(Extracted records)

• • •

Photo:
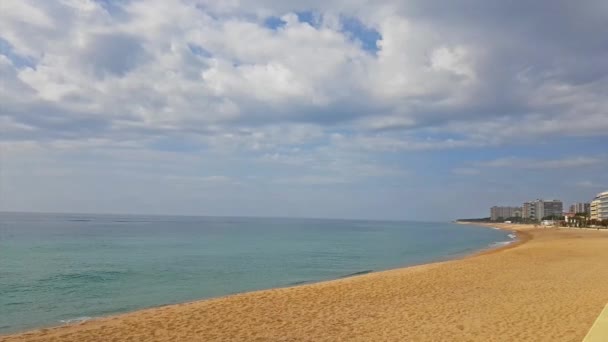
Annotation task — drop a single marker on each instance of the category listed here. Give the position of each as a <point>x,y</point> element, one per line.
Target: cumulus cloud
<point>315,80</point>
<point>176,65</point>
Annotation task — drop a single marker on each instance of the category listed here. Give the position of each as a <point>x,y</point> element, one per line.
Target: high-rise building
<point>599,206</point>
<point>580,208</point>
<point>497,213</point>
<point>539,208</point>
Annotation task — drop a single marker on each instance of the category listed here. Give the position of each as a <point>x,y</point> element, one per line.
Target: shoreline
<point>520,239</point>
<point>526,236</point>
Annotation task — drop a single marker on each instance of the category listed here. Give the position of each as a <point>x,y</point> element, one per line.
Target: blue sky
<point>414,109</point>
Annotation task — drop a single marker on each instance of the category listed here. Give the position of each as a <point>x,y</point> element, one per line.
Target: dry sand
<point>550,288</point>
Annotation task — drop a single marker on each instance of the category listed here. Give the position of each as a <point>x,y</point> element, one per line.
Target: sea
<point>64,268</point>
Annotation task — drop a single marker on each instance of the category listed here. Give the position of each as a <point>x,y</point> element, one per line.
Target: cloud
<point>466,171</point>
<point>521,163</point>
<point>309,92</point>
<point>131,64</point>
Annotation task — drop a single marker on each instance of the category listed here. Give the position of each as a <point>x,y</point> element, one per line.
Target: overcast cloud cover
<point>418,109</point>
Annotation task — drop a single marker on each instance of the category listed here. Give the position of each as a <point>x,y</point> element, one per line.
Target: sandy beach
<point>549,287</point>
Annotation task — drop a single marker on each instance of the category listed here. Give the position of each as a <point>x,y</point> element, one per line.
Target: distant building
<point>537,209</point>
<point>599,206</point>
<point>497,213</point>
<point>580,208</point>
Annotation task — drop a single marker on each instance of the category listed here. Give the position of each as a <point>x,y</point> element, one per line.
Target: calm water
<point>62,268</point>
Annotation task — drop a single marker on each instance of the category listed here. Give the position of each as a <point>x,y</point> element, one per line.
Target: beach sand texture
<point>550,288</point>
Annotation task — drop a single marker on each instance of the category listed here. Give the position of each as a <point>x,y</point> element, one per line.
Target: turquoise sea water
<point>58,268</point>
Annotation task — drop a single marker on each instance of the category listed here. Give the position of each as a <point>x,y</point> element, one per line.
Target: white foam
<point>75,320</point>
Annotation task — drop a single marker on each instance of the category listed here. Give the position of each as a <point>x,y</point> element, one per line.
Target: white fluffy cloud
<point>314,81</point>
<point>144,66</point>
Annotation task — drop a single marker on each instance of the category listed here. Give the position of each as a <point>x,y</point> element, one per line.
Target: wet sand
<point>549,287</point>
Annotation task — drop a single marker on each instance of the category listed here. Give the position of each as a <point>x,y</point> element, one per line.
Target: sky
<point>412,109</point>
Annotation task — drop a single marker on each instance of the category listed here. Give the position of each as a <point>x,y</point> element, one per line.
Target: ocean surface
<point>61,268</point>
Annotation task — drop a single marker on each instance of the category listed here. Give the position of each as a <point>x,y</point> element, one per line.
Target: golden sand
<point>549,288</point>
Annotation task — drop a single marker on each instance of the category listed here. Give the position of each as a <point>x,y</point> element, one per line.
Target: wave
<point>75,320</point>
<point>357,273</point>
<point>298,282</point>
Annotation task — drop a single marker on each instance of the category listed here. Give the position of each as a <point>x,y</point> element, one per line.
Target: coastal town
<point>592,214</point>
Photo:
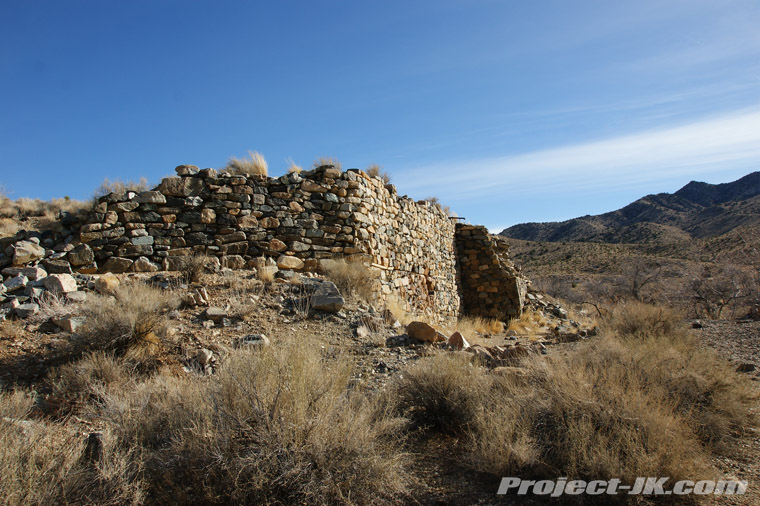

• • •

**YOUR ASSIGNMENT:** Leave the pictures out and print every record exactly.

**ANSWER SECTION:**
Photo:
Annotation task — drop a single marker on each instance of the category listed here. Give the position of each as a <point>x,y</point> element, one per line.
Target: cumulus cloud
<point>315,80</point>
<point>176,65</point>
Annotation task — drop a single marker on each instance of the category listed here. Give the position of each as a <point>x,y</point> element, one per line.
Target: high-rise building
<point>599,206</point>
<point>580,208</point>
<point>497,213</point>
<point>539,208</point>
Annotation task — drop a single marker on each instance of the category listed here. Give the position of each as a <point>x,y</point> element, one per line.
Target: shoreline
<point>520,239</point>
<point>526,236</point>
Annotation task — drop a single marker on each instance of the category listed here. Give the position of each as a <point>x,y</point> element, one per line.
Target: blue sky
<point>414,109</point>
Annotation task — drop a single marker on each instance of the category listed here. Give the position of each as a <point>x,y</point> element, one per line.
Target: dry sand
<point>550,288</point>
Annotation task — drop a single marker on each instance of the category listed here. Give the position of each as a <point>x,y</point> element, one per line.
Target: sea
<point>64,268</point>
Annotation task — drop a single marker on each instance of the category listed here. Give the position of each as a <point>x,y</point> element, one per line.
Target: cloud
<point>466,171</point>
<point>521,163</point>
<point>309,92</point>
<point>131,64</point>
Annotation task — drop a single marker on each instance of the category listed here. Give the position of each as a <point>x,y</point> element, one per line.
Target: overcast cloud cover
<point>418,109</point>
Annotation task — drop a single marker on each instance of the category listed here. Give the position of each as a <point>x,y</point> element, one per line.
Target: sandy beach
<point>549,287</point>
Annotation task — drop a single marker on each instance of the category listed here. Give the position of each as a <point>x,y</point> element, one per line.
Target: distant building
<point>537,209</point>
<point>599,206</point>
<point>497,213</point>
<point>580,208</point>
Annotation task — drop a single marker on each instance of the category listed here. Give the position of each as a <point>x,y</point> element, one per line.
Target: calm water
<point>62,268</point>
Annotation task — drop a single marker on each instance of the category listed here. Give the position of each as a <point>x,y</point> element, one per line.
Target: beach sand texture
<point>550,288</point>
Annotation task — drop a single marker on each instance of the category listed here. Give the position of each as a <point>x,y</point> element, one per line.
Target: turquoise sea water
<point>58,268</point>
Annotation task — drop a single marker on each instance of the category listed here. Give the position of each as a <point>x,y</point> element, one per line.
Target: white foam
<point>75,320</point>
Annotation task — drop a single marker on each instance of the category listed here. Give the position of each as a <point>x,y</point> element, one per line.
Target: white fluffy cloud
<point>314,81</point>
<point>144,66</point>
Annotation task — drop a single marker on each instance of the category listed here. Give the position of each as a <point>x,y</point> element, one per line.
Target: wet sand
<point>549,287</point>
Annotation task — drop a single marker on each instance of the category listed here. Give the position of each as a <point>x,y</point> element, one per line.
Target: sky
<point>412,109</point>
Annotation task — drop a single marker on each instance of the category listed here. Give the position of each as a <point>x,y</point> element, one per line.
Target: ocean surface
<point>61,268</point>
Annotation task — drop a single marker on each instance of the category listed here. Give the position of each as a <point>x,y</point> element, one per line.
Target: golden sand
<point>549,288</point>
Annotation task — drop a single marker on each instance of the category listed here. Give the position of each as a <point>x,y</point> element, one per line.
Target: wave
<point>75,320</point>
<point>357,273</point>
<point>298,282</point>
Annotation task — drop a single marker on each instance of the category listed here. Give the position of each as a <point>x,y</point> element, one per line.
Target: coastal town
<point>592,214</point>
Photo:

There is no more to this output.